What the task requires: Show every line of the items below that contains the word "provide". Case counts.

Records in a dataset
________________________

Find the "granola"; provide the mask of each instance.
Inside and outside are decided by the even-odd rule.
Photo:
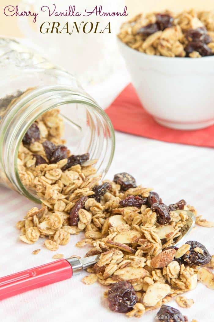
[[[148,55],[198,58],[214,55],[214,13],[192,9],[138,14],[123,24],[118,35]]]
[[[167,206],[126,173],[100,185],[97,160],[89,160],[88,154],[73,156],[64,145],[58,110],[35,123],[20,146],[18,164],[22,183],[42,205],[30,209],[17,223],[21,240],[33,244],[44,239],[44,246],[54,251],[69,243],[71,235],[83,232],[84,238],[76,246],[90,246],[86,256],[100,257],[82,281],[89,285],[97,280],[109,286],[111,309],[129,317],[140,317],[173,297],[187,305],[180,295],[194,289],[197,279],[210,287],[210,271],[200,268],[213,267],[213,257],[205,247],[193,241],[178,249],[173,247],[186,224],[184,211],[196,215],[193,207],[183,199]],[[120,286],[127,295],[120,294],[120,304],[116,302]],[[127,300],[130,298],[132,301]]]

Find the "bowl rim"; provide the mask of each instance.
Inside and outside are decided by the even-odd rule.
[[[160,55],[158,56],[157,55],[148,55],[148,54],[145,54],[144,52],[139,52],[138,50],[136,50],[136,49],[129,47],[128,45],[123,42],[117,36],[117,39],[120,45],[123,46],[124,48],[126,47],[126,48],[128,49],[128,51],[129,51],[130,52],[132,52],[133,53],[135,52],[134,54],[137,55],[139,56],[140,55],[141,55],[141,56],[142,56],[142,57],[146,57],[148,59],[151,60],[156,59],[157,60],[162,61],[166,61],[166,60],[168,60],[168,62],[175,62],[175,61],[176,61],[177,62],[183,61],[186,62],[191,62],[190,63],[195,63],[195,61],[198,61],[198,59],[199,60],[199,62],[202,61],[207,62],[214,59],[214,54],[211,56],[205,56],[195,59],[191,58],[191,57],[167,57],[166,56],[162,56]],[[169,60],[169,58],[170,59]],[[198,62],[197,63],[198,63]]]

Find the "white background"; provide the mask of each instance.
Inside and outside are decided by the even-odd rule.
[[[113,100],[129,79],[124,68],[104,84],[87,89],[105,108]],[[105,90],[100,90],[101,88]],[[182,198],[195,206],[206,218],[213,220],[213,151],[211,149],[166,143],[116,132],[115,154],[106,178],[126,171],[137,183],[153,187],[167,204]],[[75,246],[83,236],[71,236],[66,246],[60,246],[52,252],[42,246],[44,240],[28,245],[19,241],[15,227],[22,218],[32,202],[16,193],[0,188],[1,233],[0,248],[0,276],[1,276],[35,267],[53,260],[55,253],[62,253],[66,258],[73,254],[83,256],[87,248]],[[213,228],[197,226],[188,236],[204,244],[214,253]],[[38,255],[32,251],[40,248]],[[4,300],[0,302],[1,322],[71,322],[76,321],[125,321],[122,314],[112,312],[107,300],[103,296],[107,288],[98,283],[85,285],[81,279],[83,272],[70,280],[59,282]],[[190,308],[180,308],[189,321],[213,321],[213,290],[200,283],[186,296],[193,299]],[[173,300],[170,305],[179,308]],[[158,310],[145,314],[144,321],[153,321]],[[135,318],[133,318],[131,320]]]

________________________

Problem solution:
Find the "granola"; provide the mask of each instance.
Find the "bowl rim"; provide the mask of each instance.
Find the "white background"; provide the mask of each instance.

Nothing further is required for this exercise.